[WHAT YOU HAVE TO DO] Transcribe the data below line for line, keeping every character unchanged.

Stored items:

↓

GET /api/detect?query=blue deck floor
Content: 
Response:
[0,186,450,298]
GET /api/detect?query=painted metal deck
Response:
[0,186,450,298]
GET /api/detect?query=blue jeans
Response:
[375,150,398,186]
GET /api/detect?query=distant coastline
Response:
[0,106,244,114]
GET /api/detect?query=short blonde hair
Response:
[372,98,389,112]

↑

[ANSWER TO THE PROBLEM]
GET /api/detect?query=blue deck floor
Content: 
Response:
[0,186,450,298]
GET /api/detect?query=painted metal deck
Response:
[0,186,450,298]
GET /api/detect?query=blue jeans
Response:
[375,150,398,186]
GET /api/detect?query=distant coastline
Response:
[0,106,244,114]
GET /api/detect?query=short blonde hair
Response:
[372,98,389,112]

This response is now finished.